Ink-Slinger Profiles: Ray Hoppman


Raymond Irving “Ray” Hoppman was born in New Haven, Connecticut on April 6, 1887, according to his World War I and II draft cards. Information about his education and art training has not been found. In the 1900 U.S. Federal Census, he was the youngest of four children born to Frederick and Katharine. His father was a preacher. The family lived in Dunkirk, New York at East 4th Street.

In 1910 the Hoppmans lived in Irvington, New Jersey at 6 Howard Street; his mother had passed away earlier. Hoppman was a commercial artist. He was employed at the New York Evening Telegram as early as 1914; that year his cartoons were copyrighted by the newspaper in the Catalogue of Copyright Entries, Part 1, Group 2: Pamphlets, etc. 1914, New Series, Volume 11, Numbers 7 and 8. The Judge, in its July 21, 1917 issue, reported the fifteenth annual convention of the American Press Humorists at the McAlpin Hotel in New York City. Among the new members elected to the group were Hoppman, Irvin S. Cobb, H.T. Webster and E.A. Bushnell. Hoppman signed his undated World War I draft card. He lived at 614 Nye Avenue in Irvington, New Jersey. His occupation was cartoonist at the New York Evening Telegram. His description was “5 ft 10 in, slender, gray eyes, light brown hair.” In 1919, he married Harriet, according to the 1930 census, and his Famous Fans panel began.

WHAT THE TASK ASKS: Reproduce the passage of the Ray Hoppman profile starting at "Ink-Slinger Profiles: Ray" and ending at "East 4th Street.".

PROVIDED DATA:
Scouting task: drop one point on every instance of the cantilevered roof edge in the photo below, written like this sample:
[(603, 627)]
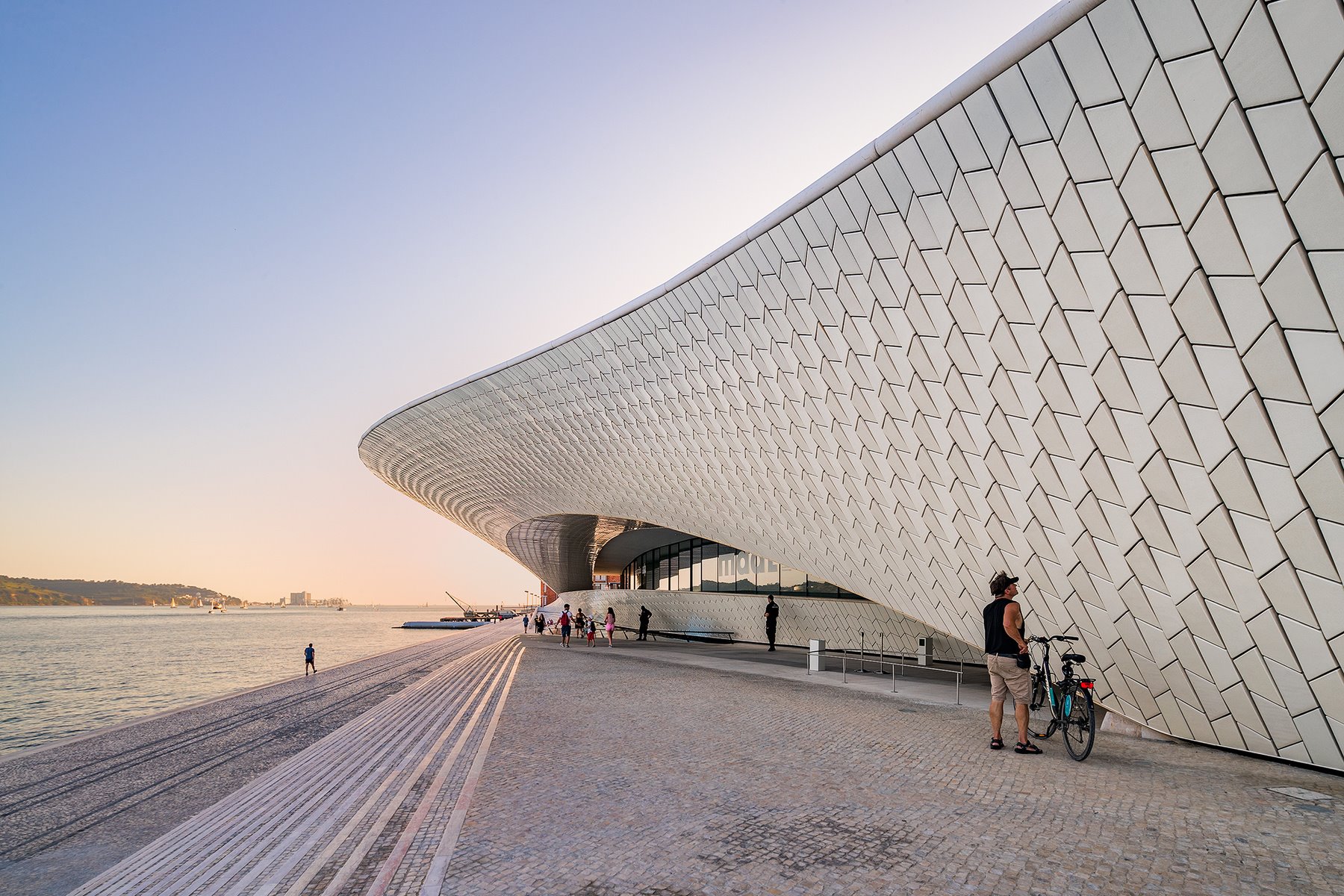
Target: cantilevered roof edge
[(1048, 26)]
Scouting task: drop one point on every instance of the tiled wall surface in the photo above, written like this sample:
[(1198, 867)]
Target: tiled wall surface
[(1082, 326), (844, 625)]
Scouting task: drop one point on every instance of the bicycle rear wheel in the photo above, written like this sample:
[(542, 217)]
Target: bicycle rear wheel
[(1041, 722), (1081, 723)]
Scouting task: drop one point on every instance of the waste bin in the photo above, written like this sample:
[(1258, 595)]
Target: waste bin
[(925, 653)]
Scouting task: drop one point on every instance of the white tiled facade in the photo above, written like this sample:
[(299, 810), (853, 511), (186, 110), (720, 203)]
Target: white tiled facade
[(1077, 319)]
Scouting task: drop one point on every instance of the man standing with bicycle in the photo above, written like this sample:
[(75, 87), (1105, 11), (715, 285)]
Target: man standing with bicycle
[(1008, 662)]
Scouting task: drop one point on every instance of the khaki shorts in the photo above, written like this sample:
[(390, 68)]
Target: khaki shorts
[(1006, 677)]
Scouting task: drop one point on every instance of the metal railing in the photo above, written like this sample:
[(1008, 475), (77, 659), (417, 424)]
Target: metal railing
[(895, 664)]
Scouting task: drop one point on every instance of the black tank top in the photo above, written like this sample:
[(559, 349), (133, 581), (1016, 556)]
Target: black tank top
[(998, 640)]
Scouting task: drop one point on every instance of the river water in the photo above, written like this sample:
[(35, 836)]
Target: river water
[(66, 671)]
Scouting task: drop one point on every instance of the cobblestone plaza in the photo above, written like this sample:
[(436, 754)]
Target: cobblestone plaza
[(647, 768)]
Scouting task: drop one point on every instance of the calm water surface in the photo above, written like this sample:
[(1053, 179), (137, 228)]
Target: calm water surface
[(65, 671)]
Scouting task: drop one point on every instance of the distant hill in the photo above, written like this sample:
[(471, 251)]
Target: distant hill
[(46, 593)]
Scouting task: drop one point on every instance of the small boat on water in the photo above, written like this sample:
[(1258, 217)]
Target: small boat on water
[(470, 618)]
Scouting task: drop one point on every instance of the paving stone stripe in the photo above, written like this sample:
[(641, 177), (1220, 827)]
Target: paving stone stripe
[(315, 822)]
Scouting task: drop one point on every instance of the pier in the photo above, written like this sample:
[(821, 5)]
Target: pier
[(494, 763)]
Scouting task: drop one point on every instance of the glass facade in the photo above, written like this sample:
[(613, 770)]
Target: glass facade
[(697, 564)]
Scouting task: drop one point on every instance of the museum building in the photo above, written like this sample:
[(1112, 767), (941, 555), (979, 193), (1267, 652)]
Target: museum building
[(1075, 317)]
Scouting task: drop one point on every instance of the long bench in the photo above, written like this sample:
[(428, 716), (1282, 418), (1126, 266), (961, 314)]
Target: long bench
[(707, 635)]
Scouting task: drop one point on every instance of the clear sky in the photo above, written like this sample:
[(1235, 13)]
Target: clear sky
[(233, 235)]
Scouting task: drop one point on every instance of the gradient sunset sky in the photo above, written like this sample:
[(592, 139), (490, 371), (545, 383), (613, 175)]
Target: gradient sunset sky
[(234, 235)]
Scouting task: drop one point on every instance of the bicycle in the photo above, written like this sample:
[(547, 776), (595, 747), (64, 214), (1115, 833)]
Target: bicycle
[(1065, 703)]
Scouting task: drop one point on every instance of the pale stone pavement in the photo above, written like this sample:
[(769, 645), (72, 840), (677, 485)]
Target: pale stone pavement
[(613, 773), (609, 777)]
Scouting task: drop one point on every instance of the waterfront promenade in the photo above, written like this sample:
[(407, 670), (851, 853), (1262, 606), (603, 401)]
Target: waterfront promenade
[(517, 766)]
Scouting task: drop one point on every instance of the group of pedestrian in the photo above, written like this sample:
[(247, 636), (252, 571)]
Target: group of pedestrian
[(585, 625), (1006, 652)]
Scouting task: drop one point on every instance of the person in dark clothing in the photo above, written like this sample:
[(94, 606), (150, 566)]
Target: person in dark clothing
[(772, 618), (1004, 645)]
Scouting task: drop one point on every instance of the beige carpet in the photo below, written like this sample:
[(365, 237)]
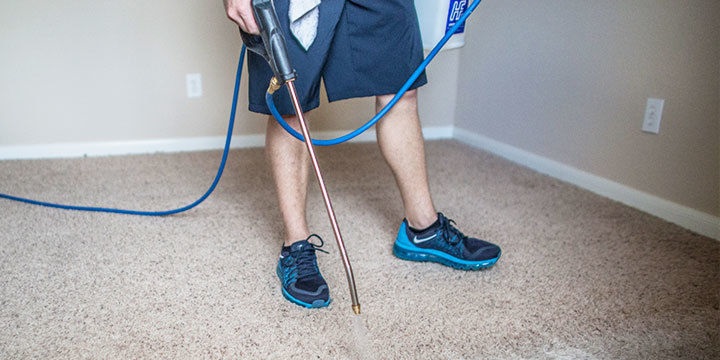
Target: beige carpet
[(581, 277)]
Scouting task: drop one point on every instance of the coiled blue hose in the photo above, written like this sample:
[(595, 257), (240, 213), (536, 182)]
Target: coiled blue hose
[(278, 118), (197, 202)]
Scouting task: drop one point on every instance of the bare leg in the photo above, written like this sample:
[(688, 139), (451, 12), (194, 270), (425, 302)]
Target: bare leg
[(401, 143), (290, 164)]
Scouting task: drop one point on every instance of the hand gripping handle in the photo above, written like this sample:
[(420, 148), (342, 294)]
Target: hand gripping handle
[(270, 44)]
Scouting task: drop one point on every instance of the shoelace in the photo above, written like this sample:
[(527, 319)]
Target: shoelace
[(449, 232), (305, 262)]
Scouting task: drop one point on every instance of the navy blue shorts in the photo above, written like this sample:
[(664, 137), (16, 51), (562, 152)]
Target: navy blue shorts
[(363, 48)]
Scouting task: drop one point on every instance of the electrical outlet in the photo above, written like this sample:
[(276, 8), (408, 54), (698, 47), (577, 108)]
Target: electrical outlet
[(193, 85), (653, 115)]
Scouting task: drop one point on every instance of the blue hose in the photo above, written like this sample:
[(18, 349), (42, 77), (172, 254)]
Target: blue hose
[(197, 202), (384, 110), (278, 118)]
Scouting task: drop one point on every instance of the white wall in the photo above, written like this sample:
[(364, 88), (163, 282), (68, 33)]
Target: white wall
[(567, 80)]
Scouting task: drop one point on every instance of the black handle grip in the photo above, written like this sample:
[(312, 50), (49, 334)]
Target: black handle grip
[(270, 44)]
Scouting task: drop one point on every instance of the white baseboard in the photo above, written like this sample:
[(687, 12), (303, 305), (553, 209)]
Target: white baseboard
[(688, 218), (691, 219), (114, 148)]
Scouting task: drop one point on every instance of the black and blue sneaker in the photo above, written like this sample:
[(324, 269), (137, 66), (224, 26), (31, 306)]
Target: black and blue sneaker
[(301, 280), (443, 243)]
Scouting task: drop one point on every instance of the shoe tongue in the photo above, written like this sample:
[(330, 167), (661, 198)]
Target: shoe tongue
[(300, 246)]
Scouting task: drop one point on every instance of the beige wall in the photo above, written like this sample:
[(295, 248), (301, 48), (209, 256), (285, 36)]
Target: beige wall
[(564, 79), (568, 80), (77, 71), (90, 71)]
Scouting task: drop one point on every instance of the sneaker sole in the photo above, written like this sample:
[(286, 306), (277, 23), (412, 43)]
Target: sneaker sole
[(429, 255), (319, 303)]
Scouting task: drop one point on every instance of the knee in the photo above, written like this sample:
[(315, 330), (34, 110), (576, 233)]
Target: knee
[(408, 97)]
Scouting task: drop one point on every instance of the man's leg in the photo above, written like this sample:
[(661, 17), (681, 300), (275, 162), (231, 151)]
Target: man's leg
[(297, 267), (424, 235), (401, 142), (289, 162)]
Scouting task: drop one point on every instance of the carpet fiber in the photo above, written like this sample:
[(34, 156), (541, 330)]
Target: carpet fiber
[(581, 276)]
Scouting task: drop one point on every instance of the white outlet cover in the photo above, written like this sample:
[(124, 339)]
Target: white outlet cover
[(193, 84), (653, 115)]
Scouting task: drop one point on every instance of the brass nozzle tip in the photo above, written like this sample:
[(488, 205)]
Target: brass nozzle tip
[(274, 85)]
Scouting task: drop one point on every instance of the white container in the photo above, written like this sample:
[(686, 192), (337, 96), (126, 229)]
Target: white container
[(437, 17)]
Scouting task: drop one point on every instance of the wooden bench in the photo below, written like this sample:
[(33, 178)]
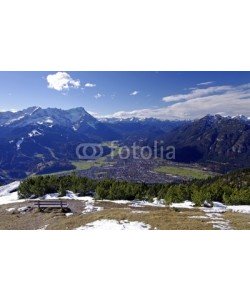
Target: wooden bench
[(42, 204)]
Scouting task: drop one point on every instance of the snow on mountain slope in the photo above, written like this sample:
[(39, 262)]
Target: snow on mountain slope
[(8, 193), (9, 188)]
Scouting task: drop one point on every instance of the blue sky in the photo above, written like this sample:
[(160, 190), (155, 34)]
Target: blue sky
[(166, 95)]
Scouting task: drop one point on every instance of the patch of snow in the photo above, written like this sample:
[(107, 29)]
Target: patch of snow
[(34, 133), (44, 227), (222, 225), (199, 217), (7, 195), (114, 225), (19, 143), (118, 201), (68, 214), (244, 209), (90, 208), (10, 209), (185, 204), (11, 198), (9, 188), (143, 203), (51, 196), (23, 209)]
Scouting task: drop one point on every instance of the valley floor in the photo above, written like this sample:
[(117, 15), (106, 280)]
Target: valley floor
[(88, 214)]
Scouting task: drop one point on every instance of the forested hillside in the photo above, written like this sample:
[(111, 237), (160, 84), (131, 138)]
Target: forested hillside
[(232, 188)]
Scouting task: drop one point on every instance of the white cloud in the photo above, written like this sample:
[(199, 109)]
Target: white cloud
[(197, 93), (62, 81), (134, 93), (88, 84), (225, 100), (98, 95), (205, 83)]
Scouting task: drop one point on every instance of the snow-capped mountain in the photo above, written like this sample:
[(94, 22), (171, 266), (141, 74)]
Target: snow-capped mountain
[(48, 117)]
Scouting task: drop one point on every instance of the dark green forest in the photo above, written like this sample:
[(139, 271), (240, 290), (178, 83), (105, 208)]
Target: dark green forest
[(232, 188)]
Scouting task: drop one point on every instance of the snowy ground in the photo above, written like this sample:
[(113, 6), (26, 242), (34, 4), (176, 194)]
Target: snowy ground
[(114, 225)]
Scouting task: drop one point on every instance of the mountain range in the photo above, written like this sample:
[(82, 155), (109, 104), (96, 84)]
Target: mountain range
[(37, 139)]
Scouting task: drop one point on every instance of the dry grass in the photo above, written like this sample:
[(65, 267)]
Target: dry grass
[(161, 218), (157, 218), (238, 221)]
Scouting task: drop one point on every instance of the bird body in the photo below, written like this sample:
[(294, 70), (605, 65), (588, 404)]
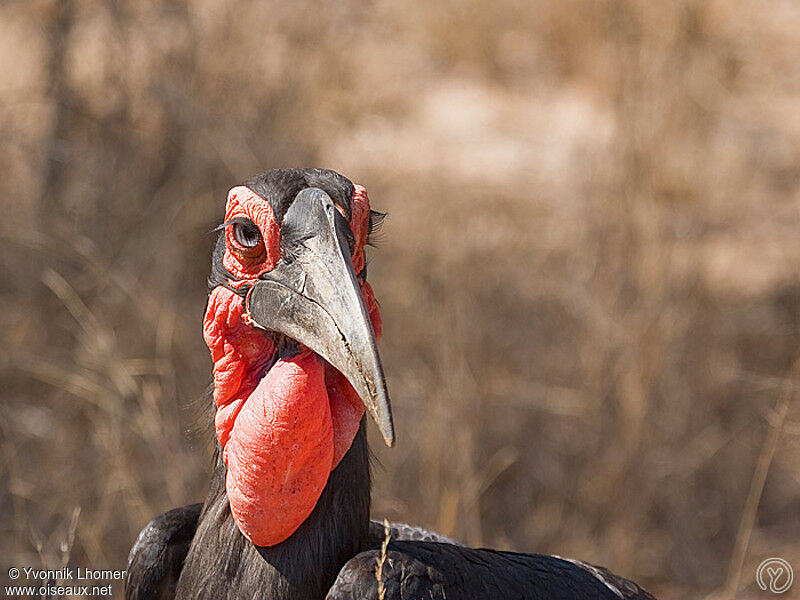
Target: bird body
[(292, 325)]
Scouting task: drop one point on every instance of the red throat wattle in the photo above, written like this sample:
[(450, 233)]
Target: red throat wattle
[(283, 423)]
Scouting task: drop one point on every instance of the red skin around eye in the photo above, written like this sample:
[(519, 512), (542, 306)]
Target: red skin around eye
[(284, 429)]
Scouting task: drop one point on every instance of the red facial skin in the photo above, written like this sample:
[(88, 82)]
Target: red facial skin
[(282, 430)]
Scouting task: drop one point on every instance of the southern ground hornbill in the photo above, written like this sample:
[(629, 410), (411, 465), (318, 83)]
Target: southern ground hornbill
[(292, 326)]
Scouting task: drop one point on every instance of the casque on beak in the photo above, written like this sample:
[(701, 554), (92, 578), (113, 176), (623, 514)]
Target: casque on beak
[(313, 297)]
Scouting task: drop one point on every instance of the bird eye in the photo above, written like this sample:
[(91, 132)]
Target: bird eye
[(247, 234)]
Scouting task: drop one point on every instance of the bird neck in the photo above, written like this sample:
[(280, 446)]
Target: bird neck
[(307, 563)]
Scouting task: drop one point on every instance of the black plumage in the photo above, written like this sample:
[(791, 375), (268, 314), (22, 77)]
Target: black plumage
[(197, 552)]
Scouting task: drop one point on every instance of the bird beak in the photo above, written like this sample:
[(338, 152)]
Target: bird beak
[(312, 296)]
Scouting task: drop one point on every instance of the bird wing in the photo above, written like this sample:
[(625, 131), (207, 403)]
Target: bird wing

TASK OUTPUT:
Ink-Slinger Profiles: Ray Hoppman


Raymond Irving “Ray” Hoppman was born in New Haven, Connecticut on April 6, 1887, according to his World War I and II draft cards. Information about his education and art training has not been found. In the 1900 U.S. Federal Census, he was the youngest of four children born to Frederick and Katharine. His father was a preacher. The family lived in Dunkirk, New York at East 4th Street.